As músicas que selecionei para desenvolver meu PA foram baixadas do site cifrantiga, http://cifrantiga3.blogspot.com/. Como são muitas as músicas (230), considerei as que estavam disponíveis no site (76) como uma espécie de corpus, a partir do qual selecionei 10 aleatoriamente: Conversa de botequim, A razão dá-se a quem tem, João Ninguém, A.b. surdo, Não tem tradução, O maior castigo, Com que Roupa?, Cidade mulher, Três apitos e Último desejo.
Ao ler as letras, procurei ver rapidamente se aquelas características de que me havia lembrado, homem durão, machão estavam mais presentes. Logo percebi que não era bem isso, mesmo na música Três apitos, em que os versos Por que não atende ao grito tão aflito / Da buzina do meu carro? e Você é mesmo artigo que não se imita poderiam sugerir aquele estereótipo. Pois esses versos marcam uma diferença social entre o homem, em seu carro, e a mulher, operária cortejada por ele. Em decorrência disso, poderíamos pensar que o termo artigo, referido à figura feminina, indica um olhar que vê a mulher como objeto, configurando o perfil machista desse olhar. Mas se observarmos a figura masculina representada, o "eu" que fala também é mostrado como objeto, a partir da personificação do carro.

## REGISTROS
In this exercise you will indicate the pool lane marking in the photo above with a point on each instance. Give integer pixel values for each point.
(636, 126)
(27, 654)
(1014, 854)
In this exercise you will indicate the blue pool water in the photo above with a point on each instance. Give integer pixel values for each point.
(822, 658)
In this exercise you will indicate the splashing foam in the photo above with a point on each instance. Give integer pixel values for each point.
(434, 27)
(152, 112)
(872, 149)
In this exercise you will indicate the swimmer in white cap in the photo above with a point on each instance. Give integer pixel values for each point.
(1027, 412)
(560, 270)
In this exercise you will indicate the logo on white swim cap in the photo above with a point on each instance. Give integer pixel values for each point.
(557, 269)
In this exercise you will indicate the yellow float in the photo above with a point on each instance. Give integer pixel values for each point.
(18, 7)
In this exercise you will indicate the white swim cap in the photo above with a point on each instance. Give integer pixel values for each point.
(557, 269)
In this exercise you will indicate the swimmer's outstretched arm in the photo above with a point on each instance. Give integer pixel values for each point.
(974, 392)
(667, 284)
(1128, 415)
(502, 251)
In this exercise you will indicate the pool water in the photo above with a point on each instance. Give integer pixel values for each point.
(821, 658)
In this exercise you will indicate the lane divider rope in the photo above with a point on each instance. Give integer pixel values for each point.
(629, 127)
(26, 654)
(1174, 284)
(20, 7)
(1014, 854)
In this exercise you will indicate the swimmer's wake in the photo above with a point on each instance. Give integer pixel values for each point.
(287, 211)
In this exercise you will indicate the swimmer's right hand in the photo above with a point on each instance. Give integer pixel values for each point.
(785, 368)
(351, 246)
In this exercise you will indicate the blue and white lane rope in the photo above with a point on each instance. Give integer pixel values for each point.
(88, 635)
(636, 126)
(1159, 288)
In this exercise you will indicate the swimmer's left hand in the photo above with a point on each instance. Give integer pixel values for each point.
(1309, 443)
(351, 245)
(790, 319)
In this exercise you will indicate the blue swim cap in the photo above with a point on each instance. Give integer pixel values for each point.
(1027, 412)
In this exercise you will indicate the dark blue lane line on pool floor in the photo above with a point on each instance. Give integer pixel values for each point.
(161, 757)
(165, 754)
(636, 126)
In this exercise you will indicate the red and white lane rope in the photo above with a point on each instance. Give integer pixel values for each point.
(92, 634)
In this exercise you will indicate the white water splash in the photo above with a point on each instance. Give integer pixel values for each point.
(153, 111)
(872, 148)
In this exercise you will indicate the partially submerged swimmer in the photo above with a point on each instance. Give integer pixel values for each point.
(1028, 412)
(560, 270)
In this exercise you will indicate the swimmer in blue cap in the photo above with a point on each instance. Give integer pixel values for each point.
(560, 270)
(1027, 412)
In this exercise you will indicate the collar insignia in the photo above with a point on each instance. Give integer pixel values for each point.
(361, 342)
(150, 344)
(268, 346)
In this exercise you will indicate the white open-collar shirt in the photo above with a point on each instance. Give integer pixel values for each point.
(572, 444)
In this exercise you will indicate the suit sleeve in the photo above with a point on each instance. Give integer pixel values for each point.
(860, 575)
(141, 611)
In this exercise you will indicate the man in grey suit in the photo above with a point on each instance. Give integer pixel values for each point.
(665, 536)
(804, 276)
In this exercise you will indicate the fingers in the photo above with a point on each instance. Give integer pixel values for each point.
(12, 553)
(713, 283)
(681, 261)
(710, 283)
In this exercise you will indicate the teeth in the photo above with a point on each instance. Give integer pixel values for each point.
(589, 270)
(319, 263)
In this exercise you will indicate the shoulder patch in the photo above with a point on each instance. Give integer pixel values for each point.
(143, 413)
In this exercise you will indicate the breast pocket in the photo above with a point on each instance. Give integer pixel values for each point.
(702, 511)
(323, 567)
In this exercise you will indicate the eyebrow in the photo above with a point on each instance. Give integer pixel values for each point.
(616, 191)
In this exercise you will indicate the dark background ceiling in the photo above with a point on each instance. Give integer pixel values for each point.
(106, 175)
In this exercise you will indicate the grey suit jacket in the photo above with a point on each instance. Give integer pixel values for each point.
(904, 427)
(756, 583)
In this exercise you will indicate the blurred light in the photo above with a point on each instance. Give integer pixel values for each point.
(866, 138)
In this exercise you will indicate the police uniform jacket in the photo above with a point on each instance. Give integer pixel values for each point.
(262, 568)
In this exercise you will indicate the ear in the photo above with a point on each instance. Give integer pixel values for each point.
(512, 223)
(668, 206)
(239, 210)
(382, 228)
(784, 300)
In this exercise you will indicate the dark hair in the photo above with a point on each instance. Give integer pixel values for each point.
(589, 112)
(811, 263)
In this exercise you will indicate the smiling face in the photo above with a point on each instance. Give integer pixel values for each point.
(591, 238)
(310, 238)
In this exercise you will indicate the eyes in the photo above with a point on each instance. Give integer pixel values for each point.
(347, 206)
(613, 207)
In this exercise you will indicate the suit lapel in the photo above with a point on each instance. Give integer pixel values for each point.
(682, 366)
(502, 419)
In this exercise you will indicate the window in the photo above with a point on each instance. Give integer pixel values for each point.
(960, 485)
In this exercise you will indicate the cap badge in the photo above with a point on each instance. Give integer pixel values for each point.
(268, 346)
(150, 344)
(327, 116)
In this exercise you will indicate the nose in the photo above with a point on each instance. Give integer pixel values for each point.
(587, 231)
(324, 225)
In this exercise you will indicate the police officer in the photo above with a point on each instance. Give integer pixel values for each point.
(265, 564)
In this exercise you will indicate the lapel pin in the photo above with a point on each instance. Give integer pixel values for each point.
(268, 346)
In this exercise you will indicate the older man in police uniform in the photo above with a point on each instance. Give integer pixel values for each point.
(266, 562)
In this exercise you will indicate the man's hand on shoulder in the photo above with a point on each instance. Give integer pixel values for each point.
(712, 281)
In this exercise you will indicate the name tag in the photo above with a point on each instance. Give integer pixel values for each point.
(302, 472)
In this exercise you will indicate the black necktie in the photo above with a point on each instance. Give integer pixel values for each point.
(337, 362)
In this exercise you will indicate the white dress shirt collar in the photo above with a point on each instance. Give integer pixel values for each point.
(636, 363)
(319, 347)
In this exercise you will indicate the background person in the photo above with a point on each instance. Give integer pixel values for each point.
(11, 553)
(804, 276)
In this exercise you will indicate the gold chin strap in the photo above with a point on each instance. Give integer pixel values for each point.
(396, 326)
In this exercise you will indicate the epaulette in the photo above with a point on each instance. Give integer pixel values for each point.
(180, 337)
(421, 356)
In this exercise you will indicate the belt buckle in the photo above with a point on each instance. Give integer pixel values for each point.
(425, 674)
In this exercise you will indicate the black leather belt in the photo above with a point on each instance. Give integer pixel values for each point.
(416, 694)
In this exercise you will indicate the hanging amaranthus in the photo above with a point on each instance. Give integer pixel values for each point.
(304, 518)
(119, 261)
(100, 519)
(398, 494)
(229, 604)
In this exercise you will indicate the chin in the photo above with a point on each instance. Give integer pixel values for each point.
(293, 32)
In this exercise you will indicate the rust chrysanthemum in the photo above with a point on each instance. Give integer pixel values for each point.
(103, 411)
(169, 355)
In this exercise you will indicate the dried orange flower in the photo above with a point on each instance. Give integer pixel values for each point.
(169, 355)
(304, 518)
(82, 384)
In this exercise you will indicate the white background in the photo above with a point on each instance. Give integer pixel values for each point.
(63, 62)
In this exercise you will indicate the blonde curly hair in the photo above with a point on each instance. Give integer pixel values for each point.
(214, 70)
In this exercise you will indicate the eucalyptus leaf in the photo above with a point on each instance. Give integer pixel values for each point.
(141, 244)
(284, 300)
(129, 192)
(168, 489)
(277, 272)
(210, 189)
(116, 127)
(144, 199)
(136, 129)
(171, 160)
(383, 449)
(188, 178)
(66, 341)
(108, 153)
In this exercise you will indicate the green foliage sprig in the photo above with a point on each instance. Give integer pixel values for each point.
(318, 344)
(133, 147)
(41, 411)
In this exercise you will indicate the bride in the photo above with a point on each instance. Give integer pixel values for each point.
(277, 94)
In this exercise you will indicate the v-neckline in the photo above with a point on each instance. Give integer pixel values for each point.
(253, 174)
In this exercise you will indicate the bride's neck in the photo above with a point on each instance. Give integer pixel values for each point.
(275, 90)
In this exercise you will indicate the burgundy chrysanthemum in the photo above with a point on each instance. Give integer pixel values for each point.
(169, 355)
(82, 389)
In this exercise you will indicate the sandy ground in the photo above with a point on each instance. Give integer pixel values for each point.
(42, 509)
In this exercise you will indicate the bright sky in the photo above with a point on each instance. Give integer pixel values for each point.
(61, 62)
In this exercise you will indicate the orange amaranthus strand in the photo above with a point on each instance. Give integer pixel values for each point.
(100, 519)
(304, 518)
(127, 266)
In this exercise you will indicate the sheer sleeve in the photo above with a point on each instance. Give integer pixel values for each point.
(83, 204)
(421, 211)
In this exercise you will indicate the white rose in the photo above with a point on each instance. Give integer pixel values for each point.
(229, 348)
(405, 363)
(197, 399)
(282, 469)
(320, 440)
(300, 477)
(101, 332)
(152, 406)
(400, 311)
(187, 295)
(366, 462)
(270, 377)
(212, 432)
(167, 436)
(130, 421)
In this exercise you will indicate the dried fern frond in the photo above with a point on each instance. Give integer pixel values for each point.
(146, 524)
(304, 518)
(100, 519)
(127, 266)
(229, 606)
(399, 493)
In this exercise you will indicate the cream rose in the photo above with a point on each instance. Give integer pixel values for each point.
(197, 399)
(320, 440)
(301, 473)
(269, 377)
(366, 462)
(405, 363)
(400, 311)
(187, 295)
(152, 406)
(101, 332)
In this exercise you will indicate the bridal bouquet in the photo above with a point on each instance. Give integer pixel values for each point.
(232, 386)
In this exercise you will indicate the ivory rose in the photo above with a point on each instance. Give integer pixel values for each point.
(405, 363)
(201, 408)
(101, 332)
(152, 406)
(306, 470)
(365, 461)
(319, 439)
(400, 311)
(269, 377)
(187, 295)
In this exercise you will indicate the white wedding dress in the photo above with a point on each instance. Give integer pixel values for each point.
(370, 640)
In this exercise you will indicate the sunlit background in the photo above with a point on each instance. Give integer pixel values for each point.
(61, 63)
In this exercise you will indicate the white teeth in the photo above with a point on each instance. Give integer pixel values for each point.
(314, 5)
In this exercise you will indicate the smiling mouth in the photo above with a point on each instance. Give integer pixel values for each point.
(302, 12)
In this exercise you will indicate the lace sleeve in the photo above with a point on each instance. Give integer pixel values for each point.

## TAREFA 1
Repita o trecho do texto citado que começa em "As músicas que" e vai até "e Último desejo.".
## TAREFA 2
Segundo o texto citado, quantas músicas estavam disponíveis no site cifrantiga?

## RESPOSTA COMPLETA 1
As músicas que selecionei para desenvolver meu PA foram baixadas do site cifrantiga, http://cifrantiga3.blogspot.com/. Como são muitas as músicas (230), considerei as que estavam disponíveis no site (76) como uma espécie de corpus, a partir do qual selecionei 10 aleatoriamente: Conversa de botequim, A razão dá-se a quem tem, João Ninguém, A.b. surdo, Não tem tradução, O maior castigo, Com que Roupa?, Cidade mulher, Três apitos e Último desejo.

## RESPOSTA COMPLETA 2
Estavam disponíveis 76 músicas no site.